Turn every line of the items below into a Markdown table with the columns Row and Line. Number each row and leave out blank lines.

===== RECORDS SHOWN =====

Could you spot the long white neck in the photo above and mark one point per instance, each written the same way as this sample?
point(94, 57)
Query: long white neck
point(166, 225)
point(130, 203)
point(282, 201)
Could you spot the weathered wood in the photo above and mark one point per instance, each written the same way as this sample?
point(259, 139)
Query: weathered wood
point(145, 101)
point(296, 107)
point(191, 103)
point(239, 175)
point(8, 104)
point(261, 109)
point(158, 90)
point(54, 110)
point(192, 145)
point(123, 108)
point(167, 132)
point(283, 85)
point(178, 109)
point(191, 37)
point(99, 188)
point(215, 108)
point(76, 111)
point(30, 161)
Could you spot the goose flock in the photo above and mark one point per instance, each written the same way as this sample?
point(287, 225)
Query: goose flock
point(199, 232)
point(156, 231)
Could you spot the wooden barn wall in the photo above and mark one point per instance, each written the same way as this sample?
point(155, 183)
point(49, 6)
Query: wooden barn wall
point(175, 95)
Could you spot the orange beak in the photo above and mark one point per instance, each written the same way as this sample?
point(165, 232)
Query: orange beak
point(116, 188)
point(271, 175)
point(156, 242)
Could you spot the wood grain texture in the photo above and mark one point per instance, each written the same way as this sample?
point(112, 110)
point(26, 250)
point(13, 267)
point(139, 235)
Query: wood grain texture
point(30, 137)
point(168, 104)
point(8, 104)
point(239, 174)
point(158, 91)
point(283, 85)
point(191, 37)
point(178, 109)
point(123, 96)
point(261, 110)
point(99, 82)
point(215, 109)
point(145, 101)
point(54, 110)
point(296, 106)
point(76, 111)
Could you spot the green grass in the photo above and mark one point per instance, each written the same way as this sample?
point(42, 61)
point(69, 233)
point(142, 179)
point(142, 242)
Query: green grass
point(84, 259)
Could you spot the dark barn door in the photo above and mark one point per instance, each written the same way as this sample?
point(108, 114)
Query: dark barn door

=====

→ WRITTEN RESPONSE
| Row | Line |
|---|---|
| 1 | Could you spot the long white neck in the photo above and mark one point per instance, each written the same way as this sample? |
| 2 | point(94, 57) |
| 3 | Query: long white neck |
| 4 | point(166, 225) |
| 5 | point(130, 203) |
| 6 | point(282, 201) |
| 7 | Could you spot the weathered wood in the photo above and mark one point per instance, each written the same way as this sample? |
| 8 | point(259, 139) |
| 9 | Query: weathered wood |
| 10 | point(145, 101) |
| 11 | point(296, 107) |
| 12 | point(191, 103) |
| 13 | point(239, 175) |
| 14 | point(8, 104) |
| 15 | point(261, 109) |
| 16 | point(158, 90) |
| 17 | point(54, 110) |
| 18 | point(192, 145) |
| 19 | point(123, 108) |
| 20 | point(167, 132) |
| 21 | point(283, 85) |
| 22 | point(178, 109) |
| 23 | point(191, 37) |
| 24 | point(99, 188) |
| 25 | point(215, 108) |
| 26 | point(76, 111) |
| 27 | point(30, 161) |
| 28 | Could you spot the goose flock in the photo above and mark one point per instance, each written the same way as this sample? |
| 29 | point(287, 225) |
| 30 | Query: goose flock |
| 31 | point(199, 232) |
| 32 | point(156, 231) |
| 33 | Could you spot the wooden barn wall in the photo above and mark one point per instance, each written the same way as this sample? |
| 34 | point(155, 183) |
| 35 | point(49, 6) |
| 36 | Query: wooden barn wall |
| 37 | point(175, 95) |
| 38 | Could you spot the orange beak in the photo above and mark one point per instance, each written the same way as this sample? |
| 39 | point(165, 232) |
| 40 | Query: orange beak |
| 41 | point(116, 188) |
| 42 | point(271, 175) |
| 43 | point(156, 242) |
| 44 | Could you spot the wood grain texture in the photo above and mark one point per instance, each written the same way as this sample? |
| 45 | point(112, 110) |
| 46 | point(26, 250) |
| 47 | point(13, 267) |
| 48 | point(139, 235) |
| 49 | Query: wood grain texture |
| 50 | point(30, 137) |
| 51 | point(168, 104) |
| 52 | point(8, 104) |
| 53 | point(239, 174) |
| 54 | point(158, 91) |
| 55 | point(283, 85) |
| 56 | point(191, 37) |
| 57 | point(178, 109) |
| 58 | point(123, 96) |
| 59 | point(261, 110) |
| 60 | point(99, 82) |
| 61 | point(215, 109) |
| 62 | point(145, 101) |
| 63 | point(54, 110) |
| 64 | point(296, 106) |
| 65 | point(76, 111) |
| 66 | Could you spot the green grass in the photo above and mark one point per instance, each written the same way as this sample? |
| 67 | point(42, 61) |
| 68 | point(69, 233) |
| 69 | point(142, 179) |
| 70 | point(142, 242) |
| 71 | Query: green grass |
| 72 | point(84, 259) |
| 73 | Could you spot the dark barn door in the photo above and mark one point per instance, each written the same way as this sample? |
| 74 | point(108, 114) |
| 75 | Query: dark barn door |